* _EXERCISE DETAILS_:
Please present the lines below as a numbered list, omitting any blank lines.

* _INFORMATION SHOWN_:
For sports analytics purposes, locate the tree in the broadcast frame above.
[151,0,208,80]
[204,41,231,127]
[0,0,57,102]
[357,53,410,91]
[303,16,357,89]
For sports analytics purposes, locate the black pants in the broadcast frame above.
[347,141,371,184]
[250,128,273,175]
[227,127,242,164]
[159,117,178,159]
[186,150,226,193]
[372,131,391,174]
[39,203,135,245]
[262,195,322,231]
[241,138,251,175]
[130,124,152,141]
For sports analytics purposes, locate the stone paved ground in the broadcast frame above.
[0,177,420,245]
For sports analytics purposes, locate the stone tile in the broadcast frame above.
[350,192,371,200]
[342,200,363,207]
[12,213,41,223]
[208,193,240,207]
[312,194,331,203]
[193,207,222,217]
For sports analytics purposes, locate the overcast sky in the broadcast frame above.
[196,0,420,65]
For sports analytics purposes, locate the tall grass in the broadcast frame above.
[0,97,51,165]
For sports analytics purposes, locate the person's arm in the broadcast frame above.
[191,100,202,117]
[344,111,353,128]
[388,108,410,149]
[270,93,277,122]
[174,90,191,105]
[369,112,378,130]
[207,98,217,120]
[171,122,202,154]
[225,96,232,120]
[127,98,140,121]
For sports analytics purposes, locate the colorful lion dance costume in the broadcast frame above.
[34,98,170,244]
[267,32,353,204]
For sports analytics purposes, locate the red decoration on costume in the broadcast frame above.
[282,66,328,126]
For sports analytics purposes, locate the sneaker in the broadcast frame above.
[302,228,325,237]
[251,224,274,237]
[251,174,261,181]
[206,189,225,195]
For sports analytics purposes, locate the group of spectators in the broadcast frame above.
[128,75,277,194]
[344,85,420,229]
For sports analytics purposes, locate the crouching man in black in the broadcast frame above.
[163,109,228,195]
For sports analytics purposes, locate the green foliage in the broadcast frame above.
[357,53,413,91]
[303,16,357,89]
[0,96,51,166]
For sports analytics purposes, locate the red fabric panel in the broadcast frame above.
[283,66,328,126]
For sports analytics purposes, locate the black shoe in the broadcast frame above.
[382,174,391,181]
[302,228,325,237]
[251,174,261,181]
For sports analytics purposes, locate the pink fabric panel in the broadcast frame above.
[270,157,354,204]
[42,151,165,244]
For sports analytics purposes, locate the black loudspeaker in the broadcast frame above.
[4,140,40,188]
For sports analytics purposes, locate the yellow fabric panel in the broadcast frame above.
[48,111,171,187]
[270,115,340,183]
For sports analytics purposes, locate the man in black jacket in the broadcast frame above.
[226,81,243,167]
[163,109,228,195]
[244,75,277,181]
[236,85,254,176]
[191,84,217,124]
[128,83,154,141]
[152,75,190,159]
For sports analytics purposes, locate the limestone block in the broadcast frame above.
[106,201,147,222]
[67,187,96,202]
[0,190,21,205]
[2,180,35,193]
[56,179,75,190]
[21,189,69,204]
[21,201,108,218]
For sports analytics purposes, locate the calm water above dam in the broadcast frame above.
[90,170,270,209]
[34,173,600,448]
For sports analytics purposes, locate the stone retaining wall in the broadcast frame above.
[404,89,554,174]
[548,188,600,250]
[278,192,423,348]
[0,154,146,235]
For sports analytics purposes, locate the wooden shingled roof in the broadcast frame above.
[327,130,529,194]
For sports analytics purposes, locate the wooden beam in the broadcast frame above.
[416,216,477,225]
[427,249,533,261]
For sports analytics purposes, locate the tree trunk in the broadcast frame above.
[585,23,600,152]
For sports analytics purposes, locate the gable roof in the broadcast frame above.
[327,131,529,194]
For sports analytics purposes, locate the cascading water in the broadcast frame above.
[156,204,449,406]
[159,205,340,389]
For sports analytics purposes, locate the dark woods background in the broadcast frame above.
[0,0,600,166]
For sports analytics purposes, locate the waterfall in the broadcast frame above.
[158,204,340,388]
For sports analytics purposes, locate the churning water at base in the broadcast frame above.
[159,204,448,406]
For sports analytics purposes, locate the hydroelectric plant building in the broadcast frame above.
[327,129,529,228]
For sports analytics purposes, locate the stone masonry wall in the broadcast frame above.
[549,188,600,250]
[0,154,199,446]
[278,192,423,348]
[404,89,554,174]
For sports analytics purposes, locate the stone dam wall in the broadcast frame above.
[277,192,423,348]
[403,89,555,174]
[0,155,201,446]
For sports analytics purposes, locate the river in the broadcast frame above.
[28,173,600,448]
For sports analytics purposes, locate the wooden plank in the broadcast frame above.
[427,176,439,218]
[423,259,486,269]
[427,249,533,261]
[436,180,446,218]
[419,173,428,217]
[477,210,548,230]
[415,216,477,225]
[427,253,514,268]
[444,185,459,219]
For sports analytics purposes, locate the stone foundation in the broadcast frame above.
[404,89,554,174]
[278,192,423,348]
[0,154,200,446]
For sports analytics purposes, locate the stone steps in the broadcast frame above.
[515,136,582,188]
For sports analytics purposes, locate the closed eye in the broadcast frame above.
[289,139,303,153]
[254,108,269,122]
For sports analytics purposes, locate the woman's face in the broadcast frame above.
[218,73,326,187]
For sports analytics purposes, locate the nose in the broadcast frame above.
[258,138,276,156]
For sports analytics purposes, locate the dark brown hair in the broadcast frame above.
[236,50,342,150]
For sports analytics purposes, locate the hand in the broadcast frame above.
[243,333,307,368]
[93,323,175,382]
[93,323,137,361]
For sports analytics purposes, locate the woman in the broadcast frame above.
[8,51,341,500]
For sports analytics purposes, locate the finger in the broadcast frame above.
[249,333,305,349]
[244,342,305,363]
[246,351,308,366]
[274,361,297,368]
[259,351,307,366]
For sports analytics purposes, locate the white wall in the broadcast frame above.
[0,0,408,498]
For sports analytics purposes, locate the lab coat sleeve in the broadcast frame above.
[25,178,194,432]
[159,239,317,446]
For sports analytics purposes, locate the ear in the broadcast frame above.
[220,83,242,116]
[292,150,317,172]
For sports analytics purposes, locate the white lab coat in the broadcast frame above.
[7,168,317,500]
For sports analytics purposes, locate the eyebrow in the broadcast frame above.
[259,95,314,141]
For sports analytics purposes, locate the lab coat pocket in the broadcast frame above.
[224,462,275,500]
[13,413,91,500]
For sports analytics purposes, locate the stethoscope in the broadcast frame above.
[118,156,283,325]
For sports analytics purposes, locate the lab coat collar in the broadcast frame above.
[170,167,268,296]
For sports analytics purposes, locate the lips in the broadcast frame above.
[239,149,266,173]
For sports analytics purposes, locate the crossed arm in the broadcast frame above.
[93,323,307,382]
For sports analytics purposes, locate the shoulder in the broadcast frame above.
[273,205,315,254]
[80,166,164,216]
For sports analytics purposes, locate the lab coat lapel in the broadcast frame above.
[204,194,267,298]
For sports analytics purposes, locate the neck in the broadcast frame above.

* _RESULT_:
1. For sports analytics purposes, locate the tree in the broadcast frame above.
2. [151,0,208,80]
3. [204,41,231,127]
4. [0,0,57,102]
5. [357,53,410,91]
6. [303,16,357,89]
7. For sports analytics purposes, locate the black pants in the broadcast frame above.
8. [347,141,371,184]
9. [250,128,273,175]
10. [227,127,242,164]
11. [159,117,178,159]
12. [186,150,226,193]
13. [372,131,391,174]
14. [39,203,135,245]
15. [262,195,322,231]
16. [241,138,251,175]
17. [130,124,152,141]
18. For sports analytics purposes, locate the stone paved ground in the broadcast frame above.
19. [0,177,420,245]
20. For sports analytics purposes, locate the stone tile in the broadcast frame above.
21. [350,192,371,200]
22. [342,200,363,207]
23. [12,213,41,223]
24. [208,193,240,207]
25. [312,194,331,203]
26. [193,207,222,217]
27. For sports analytics purposes, locate the overcast sky in the broadcast frame above.
28. [196,0,420,65]
29. For sports analytics purposes, locate the tall grass in the broadcast frame above.
30. [0,97,51,165]
31. For sports analytics purposes, locate the person's arm in the broadcast frame above.
32. [191,100,202,117]
33. [344,111,353,128]
34. [388,108,410,149]
35. [270,93,277,122]
36. [174,90,191,105]
37. [369,112,378,130]
38. [207,98,217,120]
39. [171,122,202,154]
40. [225,96,232,120]
41. [127,98,140,121]
42. For sports analytics purposes, locate the colorful lion dance costume in the broadcast frame above.
43. [34,98,170,244]
44. [267,32,353,204]
45. For sports analytics purposes, locate the red decoration on costume in the broadcast frame above.
46. [282,66,328,126]
47. For sports analytics purposes, locate the sneaker in the broadcast frame above.
48. [302,228,325,237]
49. [251,224,274,237]
50. [251,174,261,181]
51. [206,189,225,195]
52. For sports analytics purposes, locate the group of spectators in the broadcast frame above.
53. [128,75,277,194]
54. [344,85,420,229]
55. For sports analytics purposes, locate the crouching man in black in the broadcast frame above.
56. [163,109,228,195]
57. For sports analytics purposes, locate the green foliage in the broadcast frame above.
58. [357,53,413,91]
59. [303,16,357,89]
60. [0,96,51,166]
61. For sports analytics purposes, locate the red fabric panel in the broadcast frame above.
62. [283,66,328,126]
63. For sports analytics purposes, locate the black shoe in the broadcast frame above.
64. [382,174,391,181]
65. [302,228,325,237]
66. [251,174,261,181]
67. For sports analytics purposes, locate the pink fabric panel in the broadcast frame above.
68. [270,157,354,204]
69. [42,151,165,244]
70. For sports analytics purposes, locate the black loudspeaker in the broadcast frame above.
71. [4,140,40,188]
72. For sports analytics purposes, locate the yellow fabric panel in the broadcast frame above.
73. [48,111,171,187]
74. [270,115,340,183]
75. For sports analytics purposes, locate the man in black jacket in the broadcast frame above.
76. [226,81,243,167]
77. [163,109,228,195]
78. [244,75,277,181]
79. [236,85,254,176]
80. [191,84,217,124]
81. [128,83,154,141]
82. [152,75,190,159]
83. For sports analytics purposes, locate the limestone block in the broadcast frame above.
84. [106,201,147,222]
85. [67,187,96,202]
86. [0,190,21,205]
87. [2,180,35,193]
88. [56,179,75,190]
89. [21,189,69,204]
90. [21,201,108,218]
91. For sports analytics purposes, locate the calm water above dam in the broadcast frame above.
92. [90,170,270,209]
93. [34,173,600,448]
94. For sports analytics purposes, locate the stone retaining wall in the broadcast frame above.
95. [404,89,554,174]
96. [548,188,600,250]
97. [278,192,423,348]
98. [0,154,146,235]
99. For sports analytics purposes, locate the wooden shingled roof in the broadcast frame above.
100. [327,130,529,194]
101. For sports analytics purposes, locate the wooden beam in the broadcast frame above.
102. [416,216,477,225]
103. [427,249,533,261]
104. For sports analytics purposes, locate the tree trunk in the broadcast frame above.
105. [585,23,600,152]
106. For sports analytics purposes, locate the gable roof in the broadcast frame above.
107. [327,131,529,194]
108. For sports analytics purposes, locate the cascading water in the broadcast frame above.
109. [156,204,449,406]
110. [159,205,340,389]
111. For sports analytics purposes, locate the dark woods background in the broadcast frame above.
112. [0,0,600,166]
113. For sports analytics purposes, locate the waterfall in the broadcast frame above.
114. [158,204,340,388]
115. For sports analytics purposes, locate the churning water at base in the broadcast frame above.
116. [159,204,448,406]
117. For sports analytics purposes, locate the hydroelectric plant building in the broadcast frame above.
118. [327,129,529,228]
119. For sports analytics purposes, locate the stone masonry wall in the broadcast frame above.
120. [549,188,600,250]
121. [0,154,199,446]
122. [278,192,423,348]
123. [404,89,554,174]
124. For sports analytics purposes, locate the stone dam wall in the broadcast frame above.
125. [277,192,423,348]
126. [403,89,555,174]
127. [0,155,201,446]
128. For sports analytics purposes, locate the river in the broadcast frame above.
129. [28,173,600,448]
130. For sports analytics purposes, locate the wooden plank in the broadcast frame above.
131. [427,176,439,218]
132. [423,259,486,269]
133. [427,249,533,261]
134. [436,180,446,218]
135. [419,173,428,217]
136. [477,210,548,230]
137. [415,216,477,225]
138. [427,253,514,268]
139. [444,185,459,219]
140. For sports analytics purposes, locate the stone foundation in the broadcast frame above.
141. [404,89,554,174]
142. [278,192,423,348]
143. [0,154,200,446]
144. For sports analytics purposes, locate the stone steps in the broadcast frame above.
145. [515,136,582,188]
146. For sports analytics purposes, locate the closed eye in the broadcast frame above.
147. [289,139,303,153]
148. [254,108,269,122]
149. For sports analytics purposes, locate the woman's face in the broadcast frame above.
150. [218,73,326,187]
151. For sports analytics purposes, locate the nose in the broadcast frame above.
152. [258,138,276,156]
153. For sports analytics purposes, locate the dark brown hair in the broadcast frame above.
154. [236,50,342,150]
155. For sports analytics purposes, locate the hand in the broadcast frame above.
156. [243,333,307,368]
157. [93,323,175,382]
158. [93,323,137,361]
159. For sports analytics purposes, locate the woman in the broadcast frame above.
160. [8,51,341,500]
161. For sports analytics purposes, locate the finger in the broadcast frame above.
162. [249,333,305,349]
163. [244,342,305,363]
164. [246,351,308,366]
165. [274,361,297,368]
166. [259,351,307,366]
167. For sports analytics purposes, locate the white wall in the broadcast frame above.
168. [0,0,408,498]
169. For sports analytics purposes, locate the lab coat sleeve in the broadcast frame above.
170. [25,178,194,432]
171. [159,239,317,446]
172. For sports analytics purposes, locate the ear in the broadcast frame above.
173. [220,83,242,116]
174. [292,150,317,172]
175. For sports analytics purposes, locate the white lab coat in the broadcast frame above.
176. [7,168,317,500]
177. For sports analytics purposes, locate the eyebrow in the broadcast frame above.
178. [259,95,314,141]
179. For sports analytics purposes, locate the lab coat pocket in the broadcast frame above.
180. [224,462,275,500]
181. [13,413,91,500]
182. For sports analytics purposes, locate the stethoscope in the broadcast frame above.
183. [118,156,283,325]
184. For sports analytics purposes, locate the lab coat collar in the broadcast frame above.
185. [170,167,268,296]
186. For sports analytics purposes, locate the lips in the broadcast frame above.
187. [239,149,266,173]
188. For sports analytics purposes, locate the crossed arm in the broadcast frame above.
189. [93,323,307,382]
190. For sports analytics purposes, locate the shoulder in the broadcast frame above.
191. [273,205,315,254]
192. [80,166,164,216]
193. For sports analytics purposes, locate the lab coat lapel in the broadcast frame above.
194. [204,194,267,298]
195. For sports analytics purposes, locate the neck in the broadcast frame above.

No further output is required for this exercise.